__PROBLEM TO SOLVE__. Please print nothing but the lines from the one with "Exercise. Point out the green shrub" to the last line of the records below, and omit pictures.

__WORKING DATA__.
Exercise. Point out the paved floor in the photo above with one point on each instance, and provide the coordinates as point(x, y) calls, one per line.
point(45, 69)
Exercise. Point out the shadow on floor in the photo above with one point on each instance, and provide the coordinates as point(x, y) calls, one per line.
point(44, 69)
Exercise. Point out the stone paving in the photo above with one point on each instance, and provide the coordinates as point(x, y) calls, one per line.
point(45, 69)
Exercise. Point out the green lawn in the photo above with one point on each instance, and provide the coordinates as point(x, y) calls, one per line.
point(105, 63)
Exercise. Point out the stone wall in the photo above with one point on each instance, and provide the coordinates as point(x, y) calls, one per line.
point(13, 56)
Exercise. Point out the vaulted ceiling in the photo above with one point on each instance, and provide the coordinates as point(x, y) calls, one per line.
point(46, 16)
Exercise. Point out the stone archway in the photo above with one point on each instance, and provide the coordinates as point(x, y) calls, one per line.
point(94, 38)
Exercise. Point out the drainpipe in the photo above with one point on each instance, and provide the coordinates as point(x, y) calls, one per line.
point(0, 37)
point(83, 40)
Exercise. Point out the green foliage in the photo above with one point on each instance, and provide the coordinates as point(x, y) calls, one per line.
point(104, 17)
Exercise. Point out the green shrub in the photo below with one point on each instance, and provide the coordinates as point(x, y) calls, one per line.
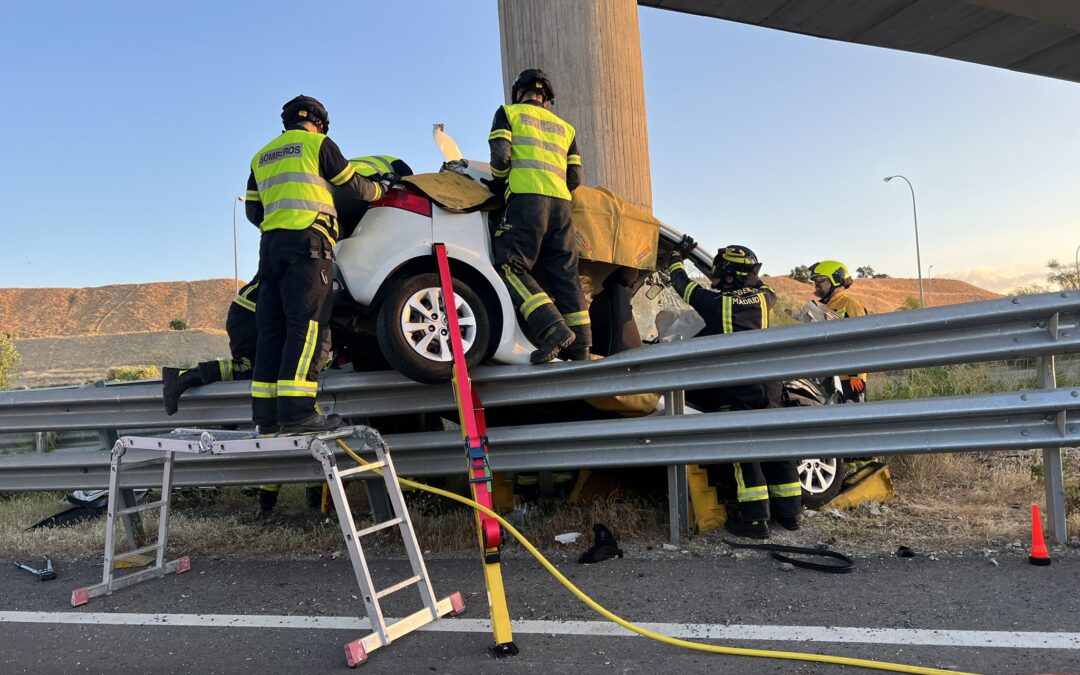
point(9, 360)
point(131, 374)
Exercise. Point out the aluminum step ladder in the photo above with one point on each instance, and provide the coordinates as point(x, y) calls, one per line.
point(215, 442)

__ANSWER BELOW__.
Exercise. Point out the green shrub in the photo below with one point on each instance, and provide the coordinates as point(x, y) calls, one per line.
point(9, 360)
point(131, 374)
Exercise. Point out the aluminum step ladder in the photo above with one point on each instance, and provide the coordinates as point(x, y) calls, one per line.
point(215, 442)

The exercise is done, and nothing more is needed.